Excerpt
Meanwhile the disciples were urging him, ‘Rabbi, eat something.’ But he said to them, ‘I have food to eat that you do not know about.’ So the disciples said to one another, ‘Surely no one has brought him something to eat?’ Jesus said to them, ‘My food is to do the will of him who sent me and to complete his work. (John 4:31-34)
On Wednesdays in Embertide, the Gospel lesson appointed at
the Holy Eucharist is taken from Jesus’ conversation with the Samaritan woman
in chapter 4. The portion read is during something of an interlude in that
conversation, where Christ speaks to his disciples, who had been absent from
him for a time, while the Samaritan woman gathers up many fellow villagers with
the Good News of her encounter with “the One who has come into the world.” This
interlude has profound meaning for all Christian ministry—and with a particular
verdict on our own day.

Material provided
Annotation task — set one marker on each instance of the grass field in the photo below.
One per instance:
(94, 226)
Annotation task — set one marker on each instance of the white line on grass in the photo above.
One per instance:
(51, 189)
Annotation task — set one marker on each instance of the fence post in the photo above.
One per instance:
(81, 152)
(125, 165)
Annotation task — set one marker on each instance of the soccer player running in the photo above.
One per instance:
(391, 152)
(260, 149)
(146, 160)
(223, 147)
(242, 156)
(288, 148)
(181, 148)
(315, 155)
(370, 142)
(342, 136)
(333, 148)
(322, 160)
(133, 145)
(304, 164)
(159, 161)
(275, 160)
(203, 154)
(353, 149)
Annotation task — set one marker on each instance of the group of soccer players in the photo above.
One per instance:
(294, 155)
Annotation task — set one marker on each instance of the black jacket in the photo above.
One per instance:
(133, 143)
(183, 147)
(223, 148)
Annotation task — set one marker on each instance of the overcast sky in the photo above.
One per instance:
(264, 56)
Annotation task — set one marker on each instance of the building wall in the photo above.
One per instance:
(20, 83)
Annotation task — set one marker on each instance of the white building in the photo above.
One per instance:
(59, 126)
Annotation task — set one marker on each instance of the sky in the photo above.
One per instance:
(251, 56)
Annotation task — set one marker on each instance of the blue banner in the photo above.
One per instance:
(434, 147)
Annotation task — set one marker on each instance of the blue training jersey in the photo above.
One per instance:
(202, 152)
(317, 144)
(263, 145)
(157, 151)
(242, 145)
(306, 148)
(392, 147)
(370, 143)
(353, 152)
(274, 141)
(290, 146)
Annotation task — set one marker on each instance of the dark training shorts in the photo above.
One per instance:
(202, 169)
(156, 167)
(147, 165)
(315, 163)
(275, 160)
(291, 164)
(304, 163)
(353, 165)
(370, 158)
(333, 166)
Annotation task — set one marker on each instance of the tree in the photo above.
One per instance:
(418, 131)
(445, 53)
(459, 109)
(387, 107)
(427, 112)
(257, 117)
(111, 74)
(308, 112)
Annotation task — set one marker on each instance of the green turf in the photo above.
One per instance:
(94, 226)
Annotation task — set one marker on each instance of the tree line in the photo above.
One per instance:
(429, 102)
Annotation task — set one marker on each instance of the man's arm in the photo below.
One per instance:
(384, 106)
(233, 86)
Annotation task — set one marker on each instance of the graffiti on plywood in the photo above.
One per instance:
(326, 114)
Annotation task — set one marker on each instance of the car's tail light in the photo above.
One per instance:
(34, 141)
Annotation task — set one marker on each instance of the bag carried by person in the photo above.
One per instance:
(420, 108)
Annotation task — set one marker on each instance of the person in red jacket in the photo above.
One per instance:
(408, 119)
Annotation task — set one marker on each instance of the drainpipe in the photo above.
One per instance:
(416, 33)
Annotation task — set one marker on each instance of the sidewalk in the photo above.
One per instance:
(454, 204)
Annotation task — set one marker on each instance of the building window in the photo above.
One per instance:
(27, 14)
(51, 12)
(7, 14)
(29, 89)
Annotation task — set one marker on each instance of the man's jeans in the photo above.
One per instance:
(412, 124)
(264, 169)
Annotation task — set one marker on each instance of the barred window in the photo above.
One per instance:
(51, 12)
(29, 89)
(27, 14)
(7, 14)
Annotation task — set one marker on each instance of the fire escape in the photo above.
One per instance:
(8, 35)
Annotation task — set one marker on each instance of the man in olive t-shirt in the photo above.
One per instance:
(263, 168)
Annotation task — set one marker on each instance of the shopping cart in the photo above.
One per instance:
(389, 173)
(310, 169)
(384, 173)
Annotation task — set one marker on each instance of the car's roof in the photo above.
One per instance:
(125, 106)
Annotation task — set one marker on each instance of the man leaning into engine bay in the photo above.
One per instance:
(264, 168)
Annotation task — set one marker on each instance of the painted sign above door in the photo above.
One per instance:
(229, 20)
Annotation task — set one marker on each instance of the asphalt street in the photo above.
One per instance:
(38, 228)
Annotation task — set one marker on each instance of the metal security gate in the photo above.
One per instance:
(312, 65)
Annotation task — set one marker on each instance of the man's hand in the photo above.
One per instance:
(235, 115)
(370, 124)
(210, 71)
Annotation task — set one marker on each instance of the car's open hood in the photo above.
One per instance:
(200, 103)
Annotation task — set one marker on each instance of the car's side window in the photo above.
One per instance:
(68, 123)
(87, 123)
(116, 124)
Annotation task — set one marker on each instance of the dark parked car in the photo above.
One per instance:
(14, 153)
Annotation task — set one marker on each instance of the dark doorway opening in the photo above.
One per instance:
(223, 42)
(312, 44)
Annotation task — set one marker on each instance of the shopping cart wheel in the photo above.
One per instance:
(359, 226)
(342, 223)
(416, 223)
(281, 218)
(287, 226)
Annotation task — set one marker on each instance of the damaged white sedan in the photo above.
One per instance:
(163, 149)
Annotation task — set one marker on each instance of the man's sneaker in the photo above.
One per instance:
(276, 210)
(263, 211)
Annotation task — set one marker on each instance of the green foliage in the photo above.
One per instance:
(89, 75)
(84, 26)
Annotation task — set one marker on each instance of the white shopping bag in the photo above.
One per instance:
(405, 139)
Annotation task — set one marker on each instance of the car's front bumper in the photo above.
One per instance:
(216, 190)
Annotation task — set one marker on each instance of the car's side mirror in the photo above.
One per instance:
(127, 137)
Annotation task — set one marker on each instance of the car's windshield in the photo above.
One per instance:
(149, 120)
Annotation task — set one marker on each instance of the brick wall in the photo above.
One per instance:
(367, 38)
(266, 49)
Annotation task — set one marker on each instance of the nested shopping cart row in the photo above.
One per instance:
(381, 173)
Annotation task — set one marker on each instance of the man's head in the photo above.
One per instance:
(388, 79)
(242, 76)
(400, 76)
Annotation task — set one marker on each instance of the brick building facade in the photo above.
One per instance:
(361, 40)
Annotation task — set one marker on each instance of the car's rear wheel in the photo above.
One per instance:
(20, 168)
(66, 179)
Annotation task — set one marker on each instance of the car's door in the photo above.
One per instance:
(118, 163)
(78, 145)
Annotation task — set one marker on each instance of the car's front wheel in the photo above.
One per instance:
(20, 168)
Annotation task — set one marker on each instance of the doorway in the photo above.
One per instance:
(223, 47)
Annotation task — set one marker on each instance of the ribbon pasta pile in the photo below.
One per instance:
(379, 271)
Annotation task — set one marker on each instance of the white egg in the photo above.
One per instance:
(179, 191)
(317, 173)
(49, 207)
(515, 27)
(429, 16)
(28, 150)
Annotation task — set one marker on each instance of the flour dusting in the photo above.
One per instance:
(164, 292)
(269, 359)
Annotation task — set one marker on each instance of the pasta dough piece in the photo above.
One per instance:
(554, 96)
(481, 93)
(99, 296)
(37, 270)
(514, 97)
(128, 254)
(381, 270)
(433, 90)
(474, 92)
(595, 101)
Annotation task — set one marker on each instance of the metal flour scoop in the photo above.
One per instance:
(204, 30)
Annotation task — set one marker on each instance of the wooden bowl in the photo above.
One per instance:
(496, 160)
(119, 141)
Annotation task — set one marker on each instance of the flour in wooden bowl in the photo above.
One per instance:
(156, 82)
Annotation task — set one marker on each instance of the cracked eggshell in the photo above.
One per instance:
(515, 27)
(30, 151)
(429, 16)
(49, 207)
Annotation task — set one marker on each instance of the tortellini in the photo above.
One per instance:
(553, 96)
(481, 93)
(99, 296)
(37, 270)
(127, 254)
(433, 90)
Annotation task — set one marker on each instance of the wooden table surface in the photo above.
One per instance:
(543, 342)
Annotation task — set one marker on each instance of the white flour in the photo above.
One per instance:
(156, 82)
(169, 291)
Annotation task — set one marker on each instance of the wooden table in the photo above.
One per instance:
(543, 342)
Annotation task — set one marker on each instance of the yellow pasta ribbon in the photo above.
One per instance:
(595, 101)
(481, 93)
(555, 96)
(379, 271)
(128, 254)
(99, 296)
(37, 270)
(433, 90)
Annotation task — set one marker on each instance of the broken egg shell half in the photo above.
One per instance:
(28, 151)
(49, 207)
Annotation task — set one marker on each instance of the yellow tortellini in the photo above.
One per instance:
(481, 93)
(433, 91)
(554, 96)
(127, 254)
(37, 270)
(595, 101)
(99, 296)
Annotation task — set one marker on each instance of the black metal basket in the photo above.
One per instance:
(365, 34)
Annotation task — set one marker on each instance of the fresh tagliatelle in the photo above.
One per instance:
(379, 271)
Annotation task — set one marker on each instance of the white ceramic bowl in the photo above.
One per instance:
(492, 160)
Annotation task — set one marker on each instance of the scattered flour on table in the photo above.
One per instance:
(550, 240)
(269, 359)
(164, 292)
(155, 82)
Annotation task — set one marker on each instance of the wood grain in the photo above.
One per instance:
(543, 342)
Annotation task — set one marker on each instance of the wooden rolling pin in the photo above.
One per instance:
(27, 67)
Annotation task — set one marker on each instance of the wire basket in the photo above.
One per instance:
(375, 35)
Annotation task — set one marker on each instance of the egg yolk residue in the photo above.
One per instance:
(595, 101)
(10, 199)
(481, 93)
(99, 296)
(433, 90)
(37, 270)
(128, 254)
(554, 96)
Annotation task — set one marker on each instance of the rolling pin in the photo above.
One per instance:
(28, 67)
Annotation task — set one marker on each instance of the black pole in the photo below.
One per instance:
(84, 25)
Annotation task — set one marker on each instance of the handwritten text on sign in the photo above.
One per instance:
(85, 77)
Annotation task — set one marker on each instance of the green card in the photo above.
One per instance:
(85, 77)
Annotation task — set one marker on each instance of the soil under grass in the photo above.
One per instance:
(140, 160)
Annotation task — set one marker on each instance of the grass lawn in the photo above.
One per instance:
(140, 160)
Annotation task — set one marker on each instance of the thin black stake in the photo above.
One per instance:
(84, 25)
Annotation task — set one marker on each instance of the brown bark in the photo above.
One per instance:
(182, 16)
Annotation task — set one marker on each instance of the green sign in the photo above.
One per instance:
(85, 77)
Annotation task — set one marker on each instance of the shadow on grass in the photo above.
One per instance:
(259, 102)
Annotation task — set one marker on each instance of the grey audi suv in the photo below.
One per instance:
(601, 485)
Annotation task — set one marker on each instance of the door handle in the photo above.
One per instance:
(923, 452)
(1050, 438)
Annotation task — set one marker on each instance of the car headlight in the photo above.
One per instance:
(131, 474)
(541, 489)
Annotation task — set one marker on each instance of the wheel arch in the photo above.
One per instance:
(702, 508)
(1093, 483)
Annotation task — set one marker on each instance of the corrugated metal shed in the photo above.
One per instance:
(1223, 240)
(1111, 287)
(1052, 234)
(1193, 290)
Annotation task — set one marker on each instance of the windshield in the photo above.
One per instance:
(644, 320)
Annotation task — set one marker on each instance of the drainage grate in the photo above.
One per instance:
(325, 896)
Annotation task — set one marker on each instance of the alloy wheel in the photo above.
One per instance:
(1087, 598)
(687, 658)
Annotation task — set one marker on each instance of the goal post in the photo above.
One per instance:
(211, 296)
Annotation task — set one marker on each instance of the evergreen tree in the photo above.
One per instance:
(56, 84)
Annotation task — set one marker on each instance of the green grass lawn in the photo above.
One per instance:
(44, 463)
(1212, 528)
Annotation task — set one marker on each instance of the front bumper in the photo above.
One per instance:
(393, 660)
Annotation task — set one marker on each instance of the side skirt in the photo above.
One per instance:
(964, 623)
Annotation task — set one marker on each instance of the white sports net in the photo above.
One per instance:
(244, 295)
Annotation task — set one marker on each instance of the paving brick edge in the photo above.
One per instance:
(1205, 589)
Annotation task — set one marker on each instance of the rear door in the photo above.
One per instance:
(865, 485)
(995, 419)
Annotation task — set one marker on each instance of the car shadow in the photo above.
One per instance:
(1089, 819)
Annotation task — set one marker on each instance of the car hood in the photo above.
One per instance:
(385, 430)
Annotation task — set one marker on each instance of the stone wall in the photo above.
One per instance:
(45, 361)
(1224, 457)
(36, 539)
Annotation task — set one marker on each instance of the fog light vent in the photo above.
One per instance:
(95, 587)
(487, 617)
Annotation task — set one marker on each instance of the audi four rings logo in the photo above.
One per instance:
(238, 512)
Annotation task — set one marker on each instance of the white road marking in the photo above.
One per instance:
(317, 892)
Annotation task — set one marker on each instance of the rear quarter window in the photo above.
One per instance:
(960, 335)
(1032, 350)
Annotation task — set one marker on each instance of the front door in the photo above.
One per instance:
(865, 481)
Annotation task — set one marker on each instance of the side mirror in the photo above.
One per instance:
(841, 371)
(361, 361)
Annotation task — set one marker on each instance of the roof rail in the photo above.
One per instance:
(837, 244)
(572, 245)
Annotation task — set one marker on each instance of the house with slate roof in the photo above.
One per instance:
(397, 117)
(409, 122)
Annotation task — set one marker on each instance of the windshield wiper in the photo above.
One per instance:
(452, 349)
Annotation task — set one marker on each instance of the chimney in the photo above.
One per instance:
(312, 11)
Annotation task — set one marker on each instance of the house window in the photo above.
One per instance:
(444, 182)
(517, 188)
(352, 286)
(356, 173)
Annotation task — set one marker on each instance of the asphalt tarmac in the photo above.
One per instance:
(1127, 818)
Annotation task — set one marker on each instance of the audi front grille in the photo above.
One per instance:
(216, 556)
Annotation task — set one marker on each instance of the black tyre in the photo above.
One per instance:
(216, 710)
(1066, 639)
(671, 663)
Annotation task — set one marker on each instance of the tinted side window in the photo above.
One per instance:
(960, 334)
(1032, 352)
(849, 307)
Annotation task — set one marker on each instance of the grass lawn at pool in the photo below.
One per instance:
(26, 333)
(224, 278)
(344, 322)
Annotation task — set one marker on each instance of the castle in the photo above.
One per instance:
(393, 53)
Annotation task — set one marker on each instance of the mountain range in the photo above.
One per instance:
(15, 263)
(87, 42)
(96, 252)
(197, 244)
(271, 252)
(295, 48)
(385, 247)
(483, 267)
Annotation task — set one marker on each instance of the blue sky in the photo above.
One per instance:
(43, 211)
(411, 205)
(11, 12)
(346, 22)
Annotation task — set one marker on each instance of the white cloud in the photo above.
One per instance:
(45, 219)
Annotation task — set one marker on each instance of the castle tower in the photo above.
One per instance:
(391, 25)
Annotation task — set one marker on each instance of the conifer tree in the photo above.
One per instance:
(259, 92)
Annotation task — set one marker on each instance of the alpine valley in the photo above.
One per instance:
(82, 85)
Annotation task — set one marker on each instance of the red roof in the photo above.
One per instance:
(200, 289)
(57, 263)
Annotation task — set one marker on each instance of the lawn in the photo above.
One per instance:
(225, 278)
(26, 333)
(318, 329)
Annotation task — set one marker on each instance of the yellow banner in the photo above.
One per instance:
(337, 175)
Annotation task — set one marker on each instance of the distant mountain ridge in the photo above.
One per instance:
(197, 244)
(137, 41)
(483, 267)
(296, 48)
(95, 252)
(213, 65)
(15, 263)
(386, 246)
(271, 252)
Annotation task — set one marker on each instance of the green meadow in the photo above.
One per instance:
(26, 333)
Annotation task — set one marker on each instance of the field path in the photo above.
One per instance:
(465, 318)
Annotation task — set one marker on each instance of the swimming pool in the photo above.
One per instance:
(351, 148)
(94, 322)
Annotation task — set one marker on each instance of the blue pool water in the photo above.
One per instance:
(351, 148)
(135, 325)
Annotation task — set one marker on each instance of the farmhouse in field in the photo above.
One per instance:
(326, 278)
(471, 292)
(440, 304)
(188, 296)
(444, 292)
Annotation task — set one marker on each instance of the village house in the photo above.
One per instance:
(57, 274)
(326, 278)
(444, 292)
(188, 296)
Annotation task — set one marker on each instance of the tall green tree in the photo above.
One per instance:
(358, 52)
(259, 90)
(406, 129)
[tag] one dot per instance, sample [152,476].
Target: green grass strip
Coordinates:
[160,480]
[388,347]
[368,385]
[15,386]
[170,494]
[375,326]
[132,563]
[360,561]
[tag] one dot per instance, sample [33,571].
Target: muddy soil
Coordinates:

What you need to do
**a.** According to the Embertide reflection, on which day in Embertide is the Gospel lesson about Jesus' conversation with the Samaritan woman read at the Holy Eucharist?
**b.** Restate the Embertide reflection beginning at the words "On Wednesdays in" and stopping after "our own day.", renaming "Samaritan woman" as "woman of Samaria" throughout.
The records are separate material from the Embertide reflection.

Response list
**a.** On Wednesdays in Embertide.

**b.**
On Wednesdays in Embertide, the Gospel lesson appointed at
the Holy Eucharist is taken from Jesus’ conversation with the woman of Samaria
in chapter 4. The portion read is during something of an interlude in that
conversation, where Christ speaks to his disciples, who had been absent from
him for a time, while the woman of Samaria gathers up many fellow villagers with
the Good News of her encounter with “the One who has come into the world.” This
interlude has profound meaning for all Christian ministry—and with a particular
verdict on our own day.